━━━ DATASET EXCERPTS ━━━

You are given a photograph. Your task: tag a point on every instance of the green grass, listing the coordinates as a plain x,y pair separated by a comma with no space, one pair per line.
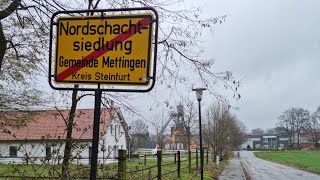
306,160
81,171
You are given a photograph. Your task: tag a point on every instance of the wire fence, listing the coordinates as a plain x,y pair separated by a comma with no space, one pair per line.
159,166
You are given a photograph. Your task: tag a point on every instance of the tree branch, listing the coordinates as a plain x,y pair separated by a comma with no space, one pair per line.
10,9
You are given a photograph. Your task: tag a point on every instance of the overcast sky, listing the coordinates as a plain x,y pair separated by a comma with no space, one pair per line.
272,46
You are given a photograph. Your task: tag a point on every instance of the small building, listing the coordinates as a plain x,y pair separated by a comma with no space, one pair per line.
266,141
43,138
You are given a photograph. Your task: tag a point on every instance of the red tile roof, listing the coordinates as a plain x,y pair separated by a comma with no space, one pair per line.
49,124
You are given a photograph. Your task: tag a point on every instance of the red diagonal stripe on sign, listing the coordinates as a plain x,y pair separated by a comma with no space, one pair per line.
96,54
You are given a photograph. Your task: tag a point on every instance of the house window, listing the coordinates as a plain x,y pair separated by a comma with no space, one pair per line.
111,129
48,151
13,151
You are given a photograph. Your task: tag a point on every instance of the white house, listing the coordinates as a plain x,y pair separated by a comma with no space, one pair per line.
43,139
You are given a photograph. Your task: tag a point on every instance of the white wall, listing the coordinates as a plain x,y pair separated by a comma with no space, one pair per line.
114,141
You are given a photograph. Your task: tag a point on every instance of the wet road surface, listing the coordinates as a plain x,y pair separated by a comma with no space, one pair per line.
258,169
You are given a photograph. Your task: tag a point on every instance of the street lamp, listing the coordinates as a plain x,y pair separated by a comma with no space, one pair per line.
199,97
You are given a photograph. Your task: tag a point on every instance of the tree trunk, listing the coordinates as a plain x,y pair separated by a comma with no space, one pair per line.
3,14
69,140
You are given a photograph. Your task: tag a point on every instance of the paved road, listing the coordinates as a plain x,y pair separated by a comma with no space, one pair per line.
259,169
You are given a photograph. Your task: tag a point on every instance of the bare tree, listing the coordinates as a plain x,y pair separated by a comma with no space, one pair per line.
294,120
223,131
313,127
180,30
257,131
139,134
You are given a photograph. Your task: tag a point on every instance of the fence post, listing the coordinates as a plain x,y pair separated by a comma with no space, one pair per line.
197,164
189,159
159,158
179,164
207,157
145,159
122,164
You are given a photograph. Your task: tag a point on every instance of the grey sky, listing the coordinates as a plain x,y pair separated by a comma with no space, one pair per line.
273,46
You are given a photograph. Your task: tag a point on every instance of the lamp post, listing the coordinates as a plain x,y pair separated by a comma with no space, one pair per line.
199,97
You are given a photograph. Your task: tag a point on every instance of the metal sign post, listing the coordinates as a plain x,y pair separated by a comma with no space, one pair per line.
95,137
116,51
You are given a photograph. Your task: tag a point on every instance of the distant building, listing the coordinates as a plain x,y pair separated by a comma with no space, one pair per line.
44,137
266,141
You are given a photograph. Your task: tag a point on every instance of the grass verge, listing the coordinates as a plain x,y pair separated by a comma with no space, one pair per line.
305,160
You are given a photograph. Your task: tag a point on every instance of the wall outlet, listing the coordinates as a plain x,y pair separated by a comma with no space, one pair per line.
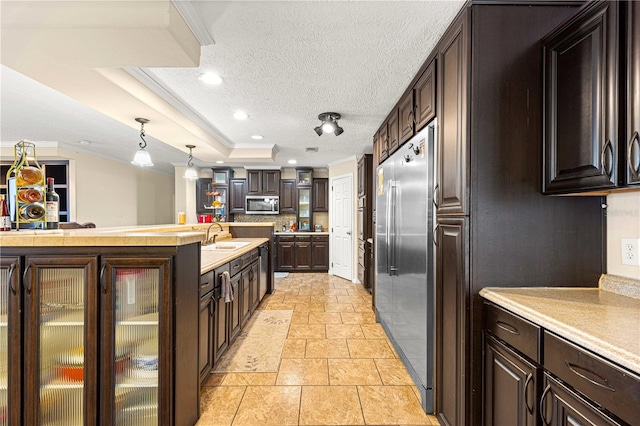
629,251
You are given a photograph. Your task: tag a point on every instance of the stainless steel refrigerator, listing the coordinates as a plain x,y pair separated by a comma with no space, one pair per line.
405,273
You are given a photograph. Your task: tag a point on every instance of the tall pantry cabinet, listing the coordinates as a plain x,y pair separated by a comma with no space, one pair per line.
495,228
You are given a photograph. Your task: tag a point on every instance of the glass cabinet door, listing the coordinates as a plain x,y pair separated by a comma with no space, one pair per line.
60,347
133,356
10,319
304,209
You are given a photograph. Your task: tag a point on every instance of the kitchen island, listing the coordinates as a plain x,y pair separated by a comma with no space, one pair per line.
106,321
568,355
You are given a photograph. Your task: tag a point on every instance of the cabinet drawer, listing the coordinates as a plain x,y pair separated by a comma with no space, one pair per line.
207,282
246,260
235,266
517,332
609,386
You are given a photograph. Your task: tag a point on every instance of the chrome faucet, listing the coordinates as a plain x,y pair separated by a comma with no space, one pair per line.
208,240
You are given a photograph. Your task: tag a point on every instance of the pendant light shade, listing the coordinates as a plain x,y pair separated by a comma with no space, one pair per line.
190,173
142,157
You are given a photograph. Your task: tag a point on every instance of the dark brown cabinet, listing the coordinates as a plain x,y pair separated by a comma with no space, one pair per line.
245,296
406,117
632,148
320,253
288,200
206,334
452,337
235,308
285,253
510,388
237,194
393,132
320,195
425,97
263,182
581,101
303,254
451,192
99,311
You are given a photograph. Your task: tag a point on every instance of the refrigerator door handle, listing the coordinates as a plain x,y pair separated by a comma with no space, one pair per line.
393,269
388,228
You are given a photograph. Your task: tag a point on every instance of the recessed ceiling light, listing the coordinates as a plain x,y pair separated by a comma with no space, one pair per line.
210,78
240,115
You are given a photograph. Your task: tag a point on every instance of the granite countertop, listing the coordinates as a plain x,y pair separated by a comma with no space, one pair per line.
211,259
604,322
152,235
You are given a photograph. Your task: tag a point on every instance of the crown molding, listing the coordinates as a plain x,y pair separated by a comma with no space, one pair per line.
194,22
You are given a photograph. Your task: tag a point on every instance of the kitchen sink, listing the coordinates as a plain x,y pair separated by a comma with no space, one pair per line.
224,246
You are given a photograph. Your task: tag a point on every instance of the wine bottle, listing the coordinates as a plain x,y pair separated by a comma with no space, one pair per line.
5,219
53,205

━━━

▸ PROMPT
Write out the full listing verbatim, excluding its pictures.

▸ SOLUTION FOR THIS PROBLEM
You are given a photograph. Your task: tag a point on every instance of the green grass, listing the coordinates as a plain x,y pair separated by a comma with no space, one pair per line.
306,160
81,171
You are given a photograph. Your task: tag a point on every instance of the wire fence, listing the coordinates as a plain x,y pair separated by a comma with no space, one pair per line.
159,166
You are given a photograph. Your task: tag a point on every instance of the tree branch, listing the coordinates as a plain x,y pair separated by a comma with no space, one pair per line.
10,9
You are given a photograph. Your task: tag a point on every instance of the overcast sky, listing the coordinates as a plain x,y pair separated by a comma with no space, one pair per line.
272,46
You are given a photograph. Your task: tag a point on every instance of the small building, listing the coordinates as a plain x,y pair separated by a comma with no space, one pair per line.
266,141
43,138
You are given a photograph. Your task: tag a point on every instance of the red tile roof, listing the coordinates as a plain x,y pair separated by a comma with no space, one pair per line.
49,124
You are given a photograph. Your task: tag a point on every instance of the red diagonal stripe on sign, listing the coordinates as a plain x,y pair separated by a comma with no space, one pair per line.
96,54
You are given a photograph. Your task: tag a point on every instance of the house window, listing the coordinates as a plain x,y pair separated by a comma with no space, one pair per line.
111,129
48,151
13,151
You are given a photograph. Your task: tag a point on every instance of the white house, listing the coordinates as a plain x,y pair separated by a comma with no space, one pair per line.
43,139
You are given a photograph. Your task: tag a point on every instance of the white wall, listing the coordinates as a plain x,y pair separated by a comma with no space, one pair per line.
114,141
You are given a photograph. Your task: tag a point on every instance of the wet road surface, listing the coordinates as a plain x,y pair separated by a comma with no space, one pair per line.
258,169
You are given a photograph. Your task: tag a point on every instance of the street lamp, listing the coordinates as a plain x,y pair separated by a comma with no space, one pair per line.
199,97
You are given a photograph. Your task: tag a point on every instance of the tree trunk, listing the coordinates as a plain x,y pair separated by a comma with no space, one pair per line.
3,14
69,140
You are given a photograph. Your task: tag a point on every instance of the paved road, listing the coordinates as a plain x,y pair separated by a comma with no space, one pair per line.
259,169
You are given a photograph. Your task: tag a point on every instance of the bare tree, listing the coordinates as a plain x,y pair separated by a comma with no space, one pair per line.
294,120
223,131
313,127
180,30
257,131
139,134
You are given a photograph. Your task: tag a point on every instance of the fence post, listing the coordinates as a plain x,y pair separated by a comma with no space, one pair per line.
197,164
189,159
159,158
179,164
207,157
145,159
122,164
You are given a photograph. Your task: tag a point on every instance of the grey sky, listing the coordinates as a plain x,y pair separated by a comma with no space, one pair per line.
273,46
You are given a photograph. Your task: tag a point on every instance of the lamp post, listing the coordinates as a plain x,y pair separated by a comma with no space, one pair per line.
199,97
You are given a photograph. Your task: tag a point on every instance of the metal sign post, listing the coordinates as a plain x,y pair separated by a comma with no space, one pair per line.
95,137
116,51
You are given a photograph. Your task: tag a point on every instance of the distant building, listing the coordinates as a plain x,y pair separated by a comma with no space, one pair per line.
44,137
266,141
You are given a photograph. Your task: tag a point on every instance of the grass verge, listing the coordinates as a plain x,y pair separated by a comma with no space, one pair per line.
305,160
You are given a photograph. Your task: tag a point on every instance of the wall outlet, listing the coordinates as a plain x,y pair separated by a comma with no space, one pair per line.
629,251
You are given a photograph. Your task: tag a point on every instance of the stainless steel refrigerator, listing the coordinates as a plain x,y pair separated by a comma with no space, one pair per line.
405,273
You are given a photograph. Your task: tag a point on every instance of the tall pantry cabinet, listing the coordinates as a plain x,y pair separated by a comma with no space, one pair per line.
495,228
You are given a photograph. Your task: tag a point on every instance of the glass cabinet door, listing the coordinates as a plain x,y pair separated by a comma with no space, one pair per line.
60,347
133,356
10,319
304,209
You are given a photograph. Your task: tag a point on every instance of the kitchen island, listing the coordinates as a plain x,y pair separated by a comma with no space, one pair per line.
106,321
568,355
You are given a photograph. Your task: tag a point on every instance of the cabinet drawer, listing the coordinates as a plain x,y pair separated by a comma with no space, one pair per line.
207,282
246,260
235,266
517,332
609,386
You are given a photograph. Your task: tag a point on every instance of the chrome faucet, listing the coordinates as a plain x,y pair separated by a comma with no space, one pair per line.
208,240
You are given a photograph. Your task: tag a point on every instance of the pendant light shade, listing the coordinates as a plain x,y pair separated by a comma with no space, one pair per line.
190,173
142,157
You are given a photograph. Your task: tag a point on every instance of the dark brown cabinet, listing the coordinates as a plain x,y pair separated by a comma with no space, one pair per line.
245,296
406,117
632,148
320,253
288,200
206,334
452,337
235,308
285,253
510,388
237,194
393,132
320,195
425,97
263,182
581,101
303,254
451,192
99,311
You are given a photograph. Your task: tag a point on every instance of the refrigerator door handle, listing the coordinates as a plain x,y pair separated by a comma with no space, one pair per line.
393,269
388,228
You are given a photograph. Your task: tag a point on every instance of the recessed ceiling light, listing the coordinates as a plain x,y pair separated by a comma with no space, one pair per line.
210,78
240,115
You are given a photograph. Your task: tag a point on every instance of the granite countertop, listing the coordinates as a plain x,y pair separated by a comma with no space, one pair per line.
211,259
604,322
152,235
You are given a photograph. Your task: tag a point on every instance of the crown molding, listing the coordinates as a plain x,y pair separated by a comma with no space, one pair per line.
194,22
You are given a photograph. Your task: tag a point on every instance of the kitchen sink, listing the coordinates as a plain x,y pair separated by a comma with no space, one pair per line.
224,246
You are given a photograph. Your task: tag a point on every instance of the wine bottle, listing the coordinates as a plain x,y pair separated by a comma with no space, one pair per line.
5,219
53,205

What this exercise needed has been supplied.